EXERCISE GOAL: Beginning at the line that contains "grille in the provided photograph." and continuing through the end of the listing below, express those lines as a JSON list of strings, one string per line, with blank lines omitted. Leave the pictures out of your answer.

DATASET ENTRIES:
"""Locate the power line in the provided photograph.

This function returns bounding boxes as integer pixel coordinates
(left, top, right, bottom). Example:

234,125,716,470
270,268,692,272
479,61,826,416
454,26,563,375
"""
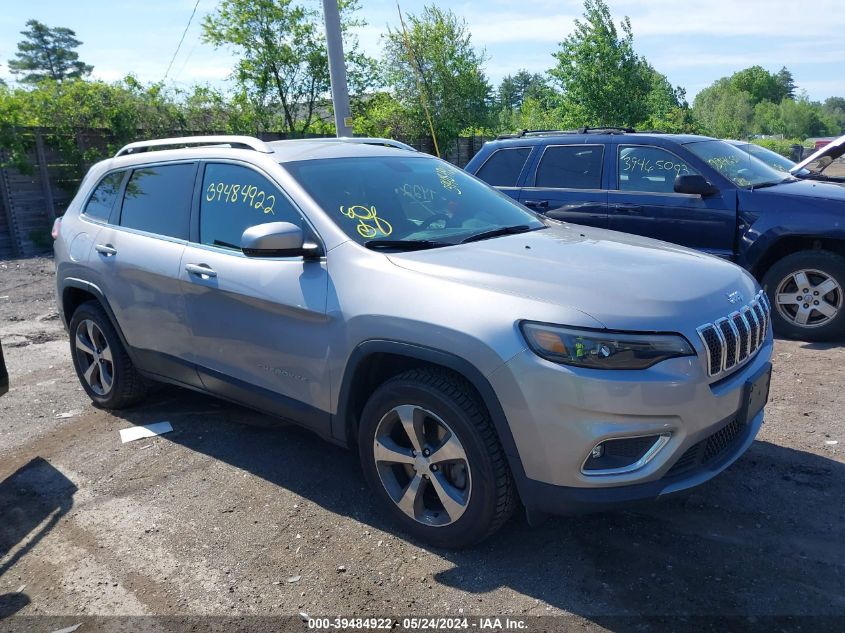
161,0,200,83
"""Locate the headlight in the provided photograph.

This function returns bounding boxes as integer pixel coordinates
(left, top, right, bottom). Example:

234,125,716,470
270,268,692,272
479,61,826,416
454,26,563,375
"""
520,321,695,369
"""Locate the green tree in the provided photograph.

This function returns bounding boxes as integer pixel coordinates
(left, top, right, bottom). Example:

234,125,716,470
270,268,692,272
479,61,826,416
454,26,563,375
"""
779,95,837,138
822,97,845,134
203,0,374,133
9,20,94,84
498,69,554,110
775,66,795,99
693,82,754,139
384,6,492,152
549,0,654,126
729,66,795,105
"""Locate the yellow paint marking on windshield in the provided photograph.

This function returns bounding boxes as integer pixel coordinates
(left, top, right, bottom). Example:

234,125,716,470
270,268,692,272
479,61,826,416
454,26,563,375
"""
434,165,461,195
205,182,276,215
340,204,393,239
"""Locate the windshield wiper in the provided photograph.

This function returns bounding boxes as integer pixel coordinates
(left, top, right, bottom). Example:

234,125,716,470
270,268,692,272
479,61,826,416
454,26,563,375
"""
751,178,798,189
461,224,545,244
364,240,454,251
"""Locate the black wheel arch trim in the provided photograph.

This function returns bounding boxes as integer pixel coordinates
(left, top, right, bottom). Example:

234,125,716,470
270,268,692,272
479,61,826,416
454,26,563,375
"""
60,277,138,367
331,339,527,493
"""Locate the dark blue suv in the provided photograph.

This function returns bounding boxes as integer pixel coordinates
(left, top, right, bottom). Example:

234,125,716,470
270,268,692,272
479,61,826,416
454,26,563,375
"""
466,128,845,340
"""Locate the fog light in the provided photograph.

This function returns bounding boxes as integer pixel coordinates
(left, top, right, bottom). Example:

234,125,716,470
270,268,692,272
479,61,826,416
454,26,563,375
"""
581,434,669,475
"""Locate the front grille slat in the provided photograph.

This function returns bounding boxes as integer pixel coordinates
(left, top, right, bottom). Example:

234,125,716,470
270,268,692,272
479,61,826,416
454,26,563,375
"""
698,290,770,376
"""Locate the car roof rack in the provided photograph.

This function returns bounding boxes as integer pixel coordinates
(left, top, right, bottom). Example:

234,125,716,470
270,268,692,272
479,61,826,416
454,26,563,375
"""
578,125,636,134
496,130,578,141
114,134,273,158
496,126,636,140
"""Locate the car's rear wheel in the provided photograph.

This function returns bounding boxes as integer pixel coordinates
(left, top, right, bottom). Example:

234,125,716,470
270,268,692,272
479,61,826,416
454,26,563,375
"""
68,301,147,409
359,369,516,547
763,251,845,341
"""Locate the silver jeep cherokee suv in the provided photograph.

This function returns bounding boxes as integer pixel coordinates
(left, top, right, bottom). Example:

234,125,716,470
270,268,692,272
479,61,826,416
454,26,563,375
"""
55,137,772,547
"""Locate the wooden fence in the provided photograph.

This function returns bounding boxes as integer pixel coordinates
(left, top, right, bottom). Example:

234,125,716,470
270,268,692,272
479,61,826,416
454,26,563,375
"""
0,129,485,259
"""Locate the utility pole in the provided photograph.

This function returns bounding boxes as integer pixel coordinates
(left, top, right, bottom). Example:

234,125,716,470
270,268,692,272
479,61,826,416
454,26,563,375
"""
323,0,352,137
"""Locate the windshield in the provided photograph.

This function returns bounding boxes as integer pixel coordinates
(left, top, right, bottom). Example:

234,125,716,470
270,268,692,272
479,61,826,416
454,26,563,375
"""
284,156,545,245
737,143,806,173
685,141,792,189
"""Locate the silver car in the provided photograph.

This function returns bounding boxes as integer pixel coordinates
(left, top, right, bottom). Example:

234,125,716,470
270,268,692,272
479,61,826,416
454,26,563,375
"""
55,137,772,547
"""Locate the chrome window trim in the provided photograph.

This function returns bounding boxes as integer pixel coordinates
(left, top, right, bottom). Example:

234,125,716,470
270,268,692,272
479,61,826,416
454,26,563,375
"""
581,433,672,477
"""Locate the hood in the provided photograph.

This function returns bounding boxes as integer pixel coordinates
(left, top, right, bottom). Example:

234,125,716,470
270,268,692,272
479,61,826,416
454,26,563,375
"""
789,136,845,174
389,224,757,332
739,180,845,203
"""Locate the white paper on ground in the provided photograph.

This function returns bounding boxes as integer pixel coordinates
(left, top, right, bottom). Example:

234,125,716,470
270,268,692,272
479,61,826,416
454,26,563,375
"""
120,422,173,444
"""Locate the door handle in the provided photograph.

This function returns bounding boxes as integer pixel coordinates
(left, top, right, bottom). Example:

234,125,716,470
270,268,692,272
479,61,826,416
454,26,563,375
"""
94,244,117,257
523,200,549,210
185,264,217,277
613,204,643,215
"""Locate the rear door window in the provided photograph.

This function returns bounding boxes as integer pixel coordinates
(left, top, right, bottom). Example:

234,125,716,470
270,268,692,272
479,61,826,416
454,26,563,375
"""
120,163,197,240
200,163,306,250
82,171,125,222
476,147,531,187
534,145,604,189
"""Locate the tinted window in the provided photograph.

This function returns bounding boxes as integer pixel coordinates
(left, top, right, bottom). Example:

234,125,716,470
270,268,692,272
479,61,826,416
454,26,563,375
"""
619,145,696,193
476,147,531,187
200,163,303,249
83,171,124,220
120,164,196,240
534,145,604,189
284,157,544,244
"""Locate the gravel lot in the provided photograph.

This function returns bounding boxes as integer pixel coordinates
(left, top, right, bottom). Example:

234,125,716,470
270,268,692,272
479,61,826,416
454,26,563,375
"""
0,258,845,633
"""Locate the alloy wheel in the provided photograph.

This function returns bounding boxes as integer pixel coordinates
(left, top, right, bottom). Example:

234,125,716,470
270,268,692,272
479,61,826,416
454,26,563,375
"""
373,404,472,527
775,269,842,328
74,319,114,396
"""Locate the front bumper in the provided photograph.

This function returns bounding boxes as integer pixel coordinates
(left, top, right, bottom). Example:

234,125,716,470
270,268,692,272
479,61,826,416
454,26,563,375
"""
490,333,772,514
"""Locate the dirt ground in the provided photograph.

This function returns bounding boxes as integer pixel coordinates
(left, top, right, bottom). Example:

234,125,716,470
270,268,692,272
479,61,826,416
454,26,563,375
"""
0,258,845,633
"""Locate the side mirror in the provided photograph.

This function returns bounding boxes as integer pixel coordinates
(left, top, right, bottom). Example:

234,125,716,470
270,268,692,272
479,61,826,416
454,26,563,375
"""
241,222,322,259
675,174,719,196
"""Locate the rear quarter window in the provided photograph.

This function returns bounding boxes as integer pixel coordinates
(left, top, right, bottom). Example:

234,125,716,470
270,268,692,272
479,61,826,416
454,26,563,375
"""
476,147,531,187
534,145,604,189
120,163,197,240
82,171,126,222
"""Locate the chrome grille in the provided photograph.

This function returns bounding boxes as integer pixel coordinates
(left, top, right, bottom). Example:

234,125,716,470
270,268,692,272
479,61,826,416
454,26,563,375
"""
698,290,771,376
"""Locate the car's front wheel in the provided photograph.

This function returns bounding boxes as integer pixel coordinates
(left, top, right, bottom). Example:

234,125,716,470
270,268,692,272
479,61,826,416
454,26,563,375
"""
763,250,845,341
68,301,147,409
359,369,516,548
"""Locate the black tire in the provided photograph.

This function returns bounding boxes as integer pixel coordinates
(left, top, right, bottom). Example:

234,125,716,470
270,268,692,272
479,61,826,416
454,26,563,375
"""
763,250,845,341
68,301,147,409
359,368,517,548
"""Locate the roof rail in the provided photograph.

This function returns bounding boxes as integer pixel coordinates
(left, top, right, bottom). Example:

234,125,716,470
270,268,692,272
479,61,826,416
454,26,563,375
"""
114,134,273,158
496,130,577,141
578,125,636,134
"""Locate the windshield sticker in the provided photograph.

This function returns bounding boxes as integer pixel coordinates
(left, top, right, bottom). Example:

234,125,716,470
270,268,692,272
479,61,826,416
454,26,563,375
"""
205,182,276,215
340,204,393,239
395,182,434,202
434,165,461,195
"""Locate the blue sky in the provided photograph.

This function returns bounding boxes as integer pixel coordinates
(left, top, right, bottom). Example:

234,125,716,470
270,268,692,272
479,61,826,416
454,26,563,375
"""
0,0,845,101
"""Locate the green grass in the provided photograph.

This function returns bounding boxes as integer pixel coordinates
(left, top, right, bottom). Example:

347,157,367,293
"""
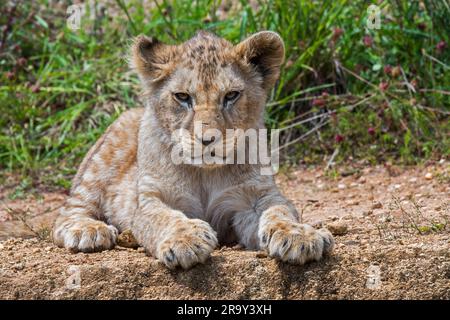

SOLUTION TO THIS EXERCISE:
[
  "\"\"\"Locate the chrome grille in the provided photograph.",
  "This function returns bounding boxes as integer pixel coordinates",
  "(left, top, right, bottom). Example:",
  "234,125,716,470",
  "270,268,692,272",
  "479,61,826,416",
  "454,26,563,375",
  "\"\"\"",
  "698,290,771,376",
  "\"\"\"Locate the car's front wheel in the provided photograph.",
  "This function returns bounding boxes as integer pixel coordinates",
  "(left, top, right, bottom). Example:",
  "234,125,716,470",
  "270,268,692,272",
  "479,61,826,416",
  "454,26,563,375",
  "\"\"\"",
  "763,250,845,341",
  "68,301,147,409",
  "359,369,516,548",
  "\"\"\"Locate the black tire in the provided photograph.",
  "This function returns bounding boxes as integer pixel coordinates",
  "(left, top, right, bottom). Example:",
  "234,125,716,470",
  "270,268,692,272",
  "479,61,826,416",
  "454,26,563,375",
  "\"\"\"",
  "763,250,845,341",
  "68,301,147,409",
  "359,368,517,548",
  "\"\"\"Locate the roof rail in the provided photograph.",
  "This function returns bounding boxes as integer pixel coordinates",
  "(left, top, right, bottom). Example:",
  "234,125,716,470",
  "270,268,692,272",
  "479,61,826,416",
  "454,26,563,375",
  "\"\"\"",
  "114,134,273,158",
  "496,130,577,141",
  "578,125,636,134",
  "\"\"\"Locate the windshield sticker in the provided photograph.",
  "This function returns bounding boxes as integer pixel coordinates",
  "(left, top, right, bottom). Example:",
  "234,125,716,470",
  "270,268,692,272",
  "479,61,826,416",
  "454,26,563,375",
  "\"\"\"",
  "205,182,276,215",
  "340,204,393,239",
  "395,182,434,202",
  "434,165,461,195",
  "\"\"\"Locate the blue sky in the provided photograph.",
  "This function returns bounding boxes as integer pixel coordinates",
  "(left, top, right, bottom). Example:",
  "234,125,716,470",
  "270,268,692,272",
  "479,61,826,416",
  "454,26,563,375",
  "\"\"\"",
  "0,0,845,101",
  "\"\"\"Locate the green grass in the provided photograph.",
  "This function returns bounding boxes as integer pixel coordinates",
  "(left, top, right, bottom). Example:",
  "347,157,367,293",
  "\"\"\""
]